EXTRACT PROVIDED:

----------------

In this presentation we analyze regression problems where input covariates, and possibly output responses, are probability distribution functions from a nonparametric function class. Such problems cover a large range of interesting applications including learning the dynamics of cosmological particles and general tasks like parameter estimation.

However, previous nonparametric estimators for functional regression problems scale badly computationally with the number of input/output pairs in a data-set. Yet, given the complexity of distributional data it may be necessary to consider large data-sets in order to achieve a low estimation risk.

To address this issue, we present two novel scalable nonparametric estimators: the Double-Basis Estimator (2BE) for distribution-to-real regression problems; and the Triple-Basis Estimator (3BE) for distribution-to-distribution regression problems. Both the 2BE and 3BE can scale to massive data-sets. We show an improvement of several orders of magnitude in terms of prediction speed and a reduction in error over previous estimators in various synthetic and real-world data-sets.

Bio:
Junier Oliva is a Ph.D. candidate in the Machine Learning Department at the School of Computer Science, Carnegie Mellon University. His main research interest is to build algorithms that understand data at an aggregate, holistic level. Currently, he is working to push machine learning past the realm of operating over static finite vectors, and start reasoning ubiquitously with complex, dynamic collections like sets and sequences. Moreover, he is interested in exporting concepts from learning on distributional and functional inputs to modern techniques in deep learning, and vice-versa. He is also developing methods for analyzing massive datasets, both in terms of instances and covariates. Prior to beginning his Ph.D. program, he received his B.S. and M.S. in Computer Science from Carnegie Mellon University. He also spent a year as a software engineer for Yahoo!, and a summer as a machine learning intern at Uber ATG.

----------------

GIVEN INFORMATION:
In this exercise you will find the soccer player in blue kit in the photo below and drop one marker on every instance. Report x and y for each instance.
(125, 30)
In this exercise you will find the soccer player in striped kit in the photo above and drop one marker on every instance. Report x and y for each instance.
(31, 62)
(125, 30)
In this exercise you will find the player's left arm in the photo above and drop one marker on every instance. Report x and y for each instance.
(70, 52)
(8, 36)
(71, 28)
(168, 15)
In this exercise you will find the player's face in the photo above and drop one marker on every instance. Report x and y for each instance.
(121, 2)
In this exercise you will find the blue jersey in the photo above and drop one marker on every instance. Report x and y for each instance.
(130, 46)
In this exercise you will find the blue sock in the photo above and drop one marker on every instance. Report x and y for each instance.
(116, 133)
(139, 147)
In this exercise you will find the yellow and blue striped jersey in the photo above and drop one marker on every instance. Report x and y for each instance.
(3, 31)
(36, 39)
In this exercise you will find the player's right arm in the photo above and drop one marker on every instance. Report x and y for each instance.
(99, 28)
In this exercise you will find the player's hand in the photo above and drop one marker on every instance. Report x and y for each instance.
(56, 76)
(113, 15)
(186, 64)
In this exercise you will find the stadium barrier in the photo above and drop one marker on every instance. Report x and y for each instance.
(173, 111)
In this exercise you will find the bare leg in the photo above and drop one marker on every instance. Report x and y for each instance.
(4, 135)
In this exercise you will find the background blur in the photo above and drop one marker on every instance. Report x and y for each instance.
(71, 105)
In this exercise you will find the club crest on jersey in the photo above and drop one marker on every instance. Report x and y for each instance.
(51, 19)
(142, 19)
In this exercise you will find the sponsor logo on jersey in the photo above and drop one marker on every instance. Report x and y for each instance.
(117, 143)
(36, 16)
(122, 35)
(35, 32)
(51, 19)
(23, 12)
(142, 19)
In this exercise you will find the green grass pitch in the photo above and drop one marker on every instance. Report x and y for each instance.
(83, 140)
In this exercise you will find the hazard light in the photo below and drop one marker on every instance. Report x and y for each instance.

----------------

STATED TASK 1:
Name every company or university that the speaker bio in the talk abstract says Junier Oliva studied or worked at.
STATED TASK 2:
Carry on the talk abstract and speaker bio on scalable distribution regression, starting right after its final sentence.

FINAL ANSWER 1:
Carnegie Mellon University, Yahoo!, Uber ATG

FINAL ANSWER 2:
Host:  Risi Kondor

Refreshments served after the talk in Ry. 255

Link to PDF:  https://www.cs.uchicago.edu/sites/cs/files/uploads/seminar_announcements/Oliva%20poster.pdf <https://www.cs.uchicago.edu/sites/cs/files/uploads/seminar_announcements/Oliva%20poster.pdf>
-------------- next part --------------
An HTML attachment was scrubbed...
URL: <http://mailman.cs.uchicago.edu/pipermail/colloquium/attachments/20180312/918ccebd/attachment-0001.html>
-------------- next part --------------
A non-text attachment was scrubbed...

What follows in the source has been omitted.